(Records)
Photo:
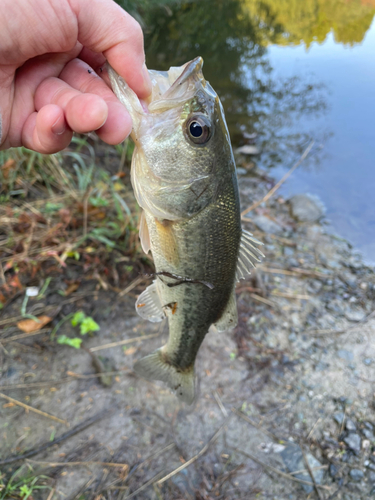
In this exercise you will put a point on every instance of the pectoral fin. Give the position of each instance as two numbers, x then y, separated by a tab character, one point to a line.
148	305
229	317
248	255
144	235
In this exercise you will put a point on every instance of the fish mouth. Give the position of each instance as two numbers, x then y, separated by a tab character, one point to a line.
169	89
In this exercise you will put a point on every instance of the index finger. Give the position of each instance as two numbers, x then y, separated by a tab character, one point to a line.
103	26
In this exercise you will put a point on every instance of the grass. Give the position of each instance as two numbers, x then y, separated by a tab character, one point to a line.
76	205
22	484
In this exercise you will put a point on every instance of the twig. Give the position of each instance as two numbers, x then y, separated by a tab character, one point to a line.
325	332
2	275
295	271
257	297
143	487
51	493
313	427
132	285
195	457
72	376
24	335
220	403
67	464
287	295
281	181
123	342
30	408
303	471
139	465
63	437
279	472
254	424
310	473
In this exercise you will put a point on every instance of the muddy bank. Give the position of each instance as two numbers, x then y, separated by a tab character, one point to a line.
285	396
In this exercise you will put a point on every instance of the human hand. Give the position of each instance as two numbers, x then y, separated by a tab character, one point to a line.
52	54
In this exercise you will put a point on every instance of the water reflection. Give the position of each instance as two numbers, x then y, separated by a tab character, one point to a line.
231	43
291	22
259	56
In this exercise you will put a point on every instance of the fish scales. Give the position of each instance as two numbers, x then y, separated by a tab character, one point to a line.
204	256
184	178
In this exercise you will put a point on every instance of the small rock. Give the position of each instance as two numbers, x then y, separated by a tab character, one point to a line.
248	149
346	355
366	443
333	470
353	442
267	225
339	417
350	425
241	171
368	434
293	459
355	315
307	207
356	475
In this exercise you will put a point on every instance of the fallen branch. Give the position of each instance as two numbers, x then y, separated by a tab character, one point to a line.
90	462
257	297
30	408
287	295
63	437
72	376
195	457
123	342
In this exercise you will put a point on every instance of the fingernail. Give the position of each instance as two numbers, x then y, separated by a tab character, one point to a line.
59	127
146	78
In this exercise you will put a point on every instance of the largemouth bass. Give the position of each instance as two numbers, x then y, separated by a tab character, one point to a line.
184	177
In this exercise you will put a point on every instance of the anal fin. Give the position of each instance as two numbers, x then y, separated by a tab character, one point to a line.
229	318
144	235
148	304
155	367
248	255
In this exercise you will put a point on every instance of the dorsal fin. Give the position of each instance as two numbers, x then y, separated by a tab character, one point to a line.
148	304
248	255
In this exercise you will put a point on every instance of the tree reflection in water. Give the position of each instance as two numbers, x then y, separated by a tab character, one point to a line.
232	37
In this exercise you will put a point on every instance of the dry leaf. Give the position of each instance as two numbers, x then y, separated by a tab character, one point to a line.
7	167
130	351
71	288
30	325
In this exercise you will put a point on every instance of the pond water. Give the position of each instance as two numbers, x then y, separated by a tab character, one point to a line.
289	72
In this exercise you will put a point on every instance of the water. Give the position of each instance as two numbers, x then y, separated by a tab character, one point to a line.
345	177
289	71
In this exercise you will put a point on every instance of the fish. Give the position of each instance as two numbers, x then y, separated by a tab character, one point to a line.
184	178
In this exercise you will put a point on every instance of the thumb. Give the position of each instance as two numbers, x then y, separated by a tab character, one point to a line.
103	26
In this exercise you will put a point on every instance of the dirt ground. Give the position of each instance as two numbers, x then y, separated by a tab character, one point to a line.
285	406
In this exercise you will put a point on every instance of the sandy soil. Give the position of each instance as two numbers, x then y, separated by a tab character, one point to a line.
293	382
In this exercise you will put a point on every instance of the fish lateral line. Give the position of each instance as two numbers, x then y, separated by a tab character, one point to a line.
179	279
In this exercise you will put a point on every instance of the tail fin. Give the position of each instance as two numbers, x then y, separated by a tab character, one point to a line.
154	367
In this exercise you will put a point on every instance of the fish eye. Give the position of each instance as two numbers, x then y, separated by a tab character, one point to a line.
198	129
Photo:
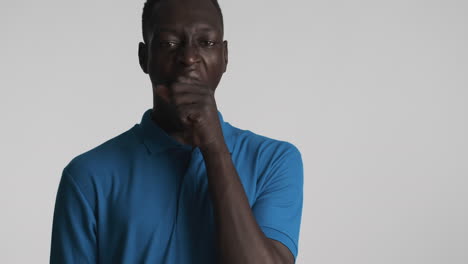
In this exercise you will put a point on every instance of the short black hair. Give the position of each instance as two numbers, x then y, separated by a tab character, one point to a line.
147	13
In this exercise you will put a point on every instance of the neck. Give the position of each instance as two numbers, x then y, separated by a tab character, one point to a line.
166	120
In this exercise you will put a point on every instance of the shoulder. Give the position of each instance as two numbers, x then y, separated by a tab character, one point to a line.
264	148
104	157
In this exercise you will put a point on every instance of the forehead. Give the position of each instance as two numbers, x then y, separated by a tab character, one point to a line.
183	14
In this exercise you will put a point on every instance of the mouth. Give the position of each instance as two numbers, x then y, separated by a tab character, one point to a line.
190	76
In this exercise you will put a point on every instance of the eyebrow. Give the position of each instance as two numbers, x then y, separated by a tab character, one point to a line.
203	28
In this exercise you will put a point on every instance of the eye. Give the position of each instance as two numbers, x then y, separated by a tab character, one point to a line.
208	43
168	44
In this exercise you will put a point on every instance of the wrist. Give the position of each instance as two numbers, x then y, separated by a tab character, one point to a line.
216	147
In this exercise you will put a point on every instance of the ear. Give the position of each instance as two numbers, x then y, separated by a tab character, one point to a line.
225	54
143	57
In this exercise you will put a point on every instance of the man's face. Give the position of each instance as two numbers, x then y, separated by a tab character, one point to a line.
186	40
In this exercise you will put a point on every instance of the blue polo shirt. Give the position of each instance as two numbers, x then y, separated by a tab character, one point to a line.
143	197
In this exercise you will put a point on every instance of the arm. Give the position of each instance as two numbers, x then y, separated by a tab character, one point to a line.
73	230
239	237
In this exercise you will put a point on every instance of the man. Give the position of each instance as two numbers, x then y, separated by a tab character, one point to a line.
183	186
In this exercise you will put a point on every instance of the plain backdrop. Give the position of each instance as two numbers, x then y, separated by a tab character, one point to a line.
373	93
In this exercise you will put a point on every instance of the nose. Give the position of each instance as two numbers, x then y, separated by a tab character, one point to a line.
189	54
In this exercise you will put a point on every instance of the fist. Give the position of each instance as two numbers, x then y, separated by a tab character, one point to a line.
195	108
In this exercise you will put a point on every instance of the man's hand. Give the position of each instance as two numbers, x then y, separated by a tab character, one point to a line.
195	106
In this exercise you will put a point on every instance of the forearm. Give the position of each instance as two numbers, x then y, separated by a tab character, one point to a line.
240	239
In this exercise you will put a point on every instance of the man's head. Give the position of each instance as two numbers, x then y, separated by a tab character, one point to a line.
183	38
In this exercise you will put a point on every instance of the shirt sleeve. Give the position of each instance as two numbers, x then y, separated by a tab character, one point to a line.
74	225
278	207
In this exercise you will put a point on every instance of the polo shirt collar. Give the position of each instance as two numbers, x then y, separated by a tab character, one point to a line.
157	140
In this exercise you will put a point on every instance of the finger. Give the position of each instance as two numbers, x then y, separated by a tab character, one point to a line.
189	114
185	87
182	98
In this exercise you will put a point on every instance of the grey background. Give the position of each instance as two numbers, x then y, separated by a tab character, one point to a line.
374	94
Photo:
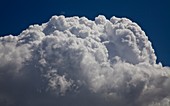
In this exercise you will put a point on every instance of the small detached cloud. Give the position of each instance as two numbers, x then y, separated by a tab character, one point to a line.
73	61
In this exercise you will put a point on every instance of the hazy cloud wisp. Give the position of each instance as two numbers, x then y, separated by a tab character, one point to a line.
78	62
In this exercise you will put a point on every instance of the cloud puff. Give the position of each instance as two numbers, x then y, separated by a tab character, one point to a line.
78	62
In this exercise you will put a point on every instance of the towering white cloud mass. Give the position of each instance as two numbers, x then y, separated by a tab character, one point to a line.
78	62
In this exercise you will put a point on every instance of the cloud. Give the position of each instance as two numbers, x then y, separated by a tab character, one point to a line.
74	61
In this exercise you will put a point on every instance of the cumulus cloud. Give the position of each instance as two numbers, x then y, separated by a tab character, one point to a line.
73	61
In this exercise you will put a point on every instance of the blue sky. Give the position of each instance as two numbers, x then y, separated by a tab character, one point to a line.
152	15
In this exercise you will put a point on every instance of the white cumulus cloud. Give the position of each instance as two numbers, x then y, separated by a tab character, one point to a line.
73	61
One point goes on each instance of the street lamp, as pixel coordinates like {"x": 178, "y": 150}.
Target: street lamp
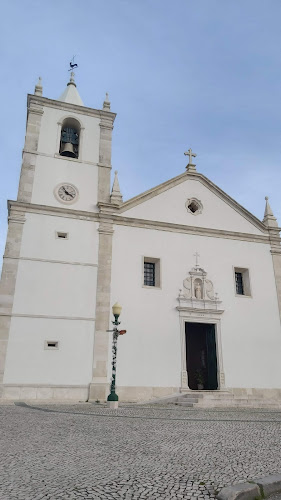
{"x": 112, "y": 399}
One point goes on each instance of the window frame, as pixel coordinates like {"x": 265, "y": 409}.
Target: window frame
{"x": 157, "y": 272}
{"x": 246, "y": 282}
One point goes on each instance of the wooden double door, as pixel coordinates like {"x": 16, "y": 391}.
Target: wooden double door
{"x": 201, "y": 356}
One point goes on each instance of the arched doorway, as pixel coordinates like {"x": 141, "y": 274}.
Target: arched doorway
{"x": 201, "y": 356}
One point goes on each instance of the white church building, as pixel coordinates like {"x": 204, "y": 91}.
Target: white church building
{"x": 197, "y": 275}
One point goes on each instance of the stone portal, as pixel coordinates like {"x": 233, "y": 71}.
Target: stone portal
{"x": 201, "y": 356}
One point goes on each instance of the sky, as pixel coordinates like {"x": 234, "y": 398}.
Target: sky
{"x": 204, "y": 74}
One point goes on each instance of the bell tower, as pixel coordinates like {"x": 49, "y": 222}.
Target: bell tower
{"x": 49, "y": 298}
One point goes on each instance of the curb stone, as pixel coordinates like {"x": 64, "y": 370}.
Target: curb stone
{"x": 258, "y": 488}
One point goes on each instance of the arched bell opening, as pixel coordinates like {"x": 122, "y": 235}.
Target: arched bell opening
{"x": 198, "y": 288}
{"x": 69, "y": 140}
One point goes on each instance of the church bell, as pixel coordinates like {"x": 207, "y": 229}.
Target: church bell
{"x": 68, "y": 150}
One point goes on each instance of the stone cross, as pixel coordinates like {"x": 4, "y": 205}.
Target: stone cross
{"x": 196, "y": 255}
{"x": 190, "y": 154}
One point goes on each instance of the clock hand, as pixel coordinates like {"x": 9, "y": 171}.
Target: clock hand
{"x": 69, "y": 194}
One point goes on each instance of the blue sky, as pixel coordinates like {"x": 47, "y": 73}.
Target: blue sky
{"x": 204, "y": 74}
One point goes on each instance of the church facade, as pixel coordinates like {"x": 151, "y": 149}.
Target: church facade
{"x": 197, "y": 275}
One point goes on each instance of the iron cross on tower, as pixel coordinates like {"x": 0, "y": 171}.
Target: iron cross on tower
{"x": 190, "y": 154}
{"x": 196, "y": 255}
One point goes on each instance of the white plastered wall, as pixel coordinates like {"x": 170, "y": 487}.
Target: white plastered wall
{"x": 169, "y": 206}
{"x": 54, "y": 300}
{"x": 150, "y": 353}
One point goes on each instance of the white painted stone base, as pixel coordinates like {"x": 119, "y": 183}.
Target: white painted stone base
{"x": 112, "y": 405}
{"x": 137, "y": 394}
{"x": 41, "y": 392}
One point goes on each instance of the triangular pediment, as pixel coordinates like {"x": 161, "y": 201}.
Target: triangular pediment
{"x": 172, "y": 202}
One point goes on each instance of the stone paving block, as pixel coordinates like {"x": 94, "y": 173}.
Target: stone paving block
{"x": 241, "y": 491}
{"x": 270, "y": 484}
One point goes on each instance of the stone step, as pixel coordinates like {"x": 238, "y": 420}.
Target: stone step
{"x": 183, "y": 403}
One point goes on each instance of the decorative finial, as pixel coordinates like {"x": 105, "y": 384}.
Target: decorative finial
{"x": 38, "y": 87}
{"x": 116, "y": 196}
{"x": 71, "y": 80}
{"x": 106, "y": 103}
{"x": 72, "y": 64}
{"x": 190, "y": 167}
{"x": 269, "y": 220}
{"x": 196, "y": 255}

* [Exercise objective] Retype only the lines running from the line with "One point goes on each instance of the triangular" to the end of the listing, including both of those lines.

* [Exercise solution]
One point goes on each instance of the triangular pediment, as pixel coordinates like {"x": 161, "y": 201}.
Target: triangular pediment
{"x": 172, "y": 202}
One point goes on each instance of the stone paving block, as pixel coordinates like {"x": 94, "y": 173}.
Target: stone paving block
{"x": 241, "y": 491}
{"x": 270, "y": 484}
One point goes on each instance of the stone step, as pixel coordinates like {"x": 238, "y": 420}.
Target: stone step
{"x": 183, "y": 403}
One point goes on each instance of the decorative finial, as pixel coordinates like {"x": 105, "y": 384}.
Target: decorative finial
{"x": 38, "y": 87}
{"x": 116, "y": 196}
{"x": 71, "y": 80}
{"x": 106, "y": 103}
{"x": 72, "y": 64}
{"x": 190, "y": 167}
{"x": 269, "y": 220}
{"x": 196, "y": 255}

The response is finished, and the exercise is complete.